> _Work instructions_
Look below for the line with "Annotate each instance of the flower petal", and from there restate every line word for word until the entries end.
-- START Data provided --
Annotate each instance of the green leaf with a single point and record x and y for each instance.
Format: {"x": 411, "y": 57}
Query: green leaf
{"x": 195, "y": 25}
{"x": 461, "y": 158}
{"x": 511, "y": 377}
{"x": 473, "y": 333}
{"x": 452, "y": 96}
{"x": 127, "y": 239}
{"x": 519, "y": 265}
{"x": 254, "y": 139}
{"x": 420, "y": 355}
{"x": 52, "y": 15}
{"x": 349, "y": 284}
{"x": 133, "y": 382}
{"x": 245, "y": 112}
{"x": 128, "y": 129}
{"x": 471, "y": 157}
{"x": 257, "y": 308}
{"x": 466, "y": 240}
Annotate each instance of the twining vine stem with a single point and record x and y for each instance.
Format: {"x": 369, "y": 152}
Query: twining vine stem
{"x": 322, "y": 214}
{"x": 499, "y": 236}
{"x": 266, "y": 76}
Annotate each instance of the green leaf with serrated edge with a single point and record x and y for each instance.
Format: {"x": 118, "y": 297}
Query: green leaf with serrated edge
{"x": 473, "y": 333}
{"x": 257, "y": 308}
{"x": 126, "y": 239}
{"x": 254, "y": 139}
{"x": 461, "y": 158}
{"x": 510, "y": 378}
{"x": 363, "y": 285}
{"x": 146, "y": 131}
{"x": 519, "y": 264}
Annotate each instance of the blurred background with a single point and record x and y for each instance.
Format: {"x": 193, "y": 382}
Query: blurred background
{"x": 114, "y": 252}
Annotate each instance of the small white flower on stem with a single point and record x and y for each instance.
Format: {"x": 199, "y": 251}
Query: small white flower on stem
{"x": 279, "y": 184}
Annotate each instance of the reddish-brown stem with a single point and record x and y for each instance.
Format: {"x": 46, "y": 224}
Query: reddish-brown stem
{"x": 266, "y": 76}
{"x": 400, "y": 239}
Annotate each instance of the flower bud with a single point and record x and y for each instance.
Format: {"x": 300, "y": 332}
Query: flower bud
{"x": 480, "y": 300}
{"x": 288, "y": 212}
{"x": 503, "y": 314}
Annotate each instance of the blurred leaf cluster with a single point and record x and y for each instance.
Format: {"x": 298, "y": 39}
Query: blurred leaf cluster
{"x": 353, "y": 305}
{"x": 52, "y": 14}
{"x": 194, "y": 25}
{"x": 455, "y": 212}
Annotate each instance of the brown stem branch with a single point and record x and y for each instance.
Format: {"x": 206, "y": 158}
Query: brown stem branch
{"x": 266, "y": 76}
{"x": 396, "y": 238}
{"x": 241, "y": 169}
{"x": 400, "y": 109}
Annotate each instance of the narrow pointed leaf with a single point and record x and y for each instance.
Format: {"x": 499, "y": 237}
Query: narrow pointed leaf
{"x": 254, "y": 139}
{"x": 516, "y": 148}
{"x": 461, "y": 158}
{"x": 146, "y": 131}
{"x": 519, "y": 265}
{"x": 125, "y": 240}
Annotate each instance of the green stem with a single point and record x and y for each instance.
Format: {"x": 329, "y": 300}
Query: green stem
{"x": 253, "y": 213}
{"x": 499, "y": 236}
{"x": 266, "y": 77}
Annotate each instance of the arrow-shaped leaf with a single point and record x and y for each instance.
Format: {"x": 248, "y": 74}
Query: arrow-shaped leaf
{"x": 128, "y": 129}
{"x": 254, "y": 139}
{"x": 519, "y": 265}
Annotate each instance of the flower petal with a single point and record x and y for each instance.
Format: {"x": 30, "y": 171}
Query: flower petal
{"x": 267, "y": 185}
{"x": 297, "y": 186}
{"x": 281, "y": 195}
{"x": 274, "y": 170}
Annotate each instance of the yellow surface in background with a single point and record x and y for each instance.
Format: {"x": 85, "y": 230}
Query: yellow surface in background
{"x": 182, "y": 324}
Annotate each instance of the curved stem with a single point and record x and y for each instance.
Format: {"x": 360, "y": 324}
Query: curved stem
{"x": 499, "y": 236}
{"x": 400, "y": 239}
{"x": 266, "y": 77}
-- END Data provided --
> _Task answer_
Annotate each instance of the flower petal with a single point and record x and y for each instance.
Format: {"x": 30, "y": 171}
Query: flower petal
{"x": 267, "y": 185}
{"x": 297, "y": 186}
{"x": 281, "y": 195}
{"x": 274, "y": 170}
Annotate each instance of the yellow surface in background with a single point and record x and y for each instance.
Format: {"x": 85, "y": 230}
Query: yellow surface in background
{"x": 182, "y": 324}
Annotate each instance of the curved stem with a single point and record x and y for each instance.
Format: {"x": 360, "y": 324}
Query: curved stem
{"x": 499, "y": 236}
{"x": 400, "y": 239}
{"x": 266, "y": 77}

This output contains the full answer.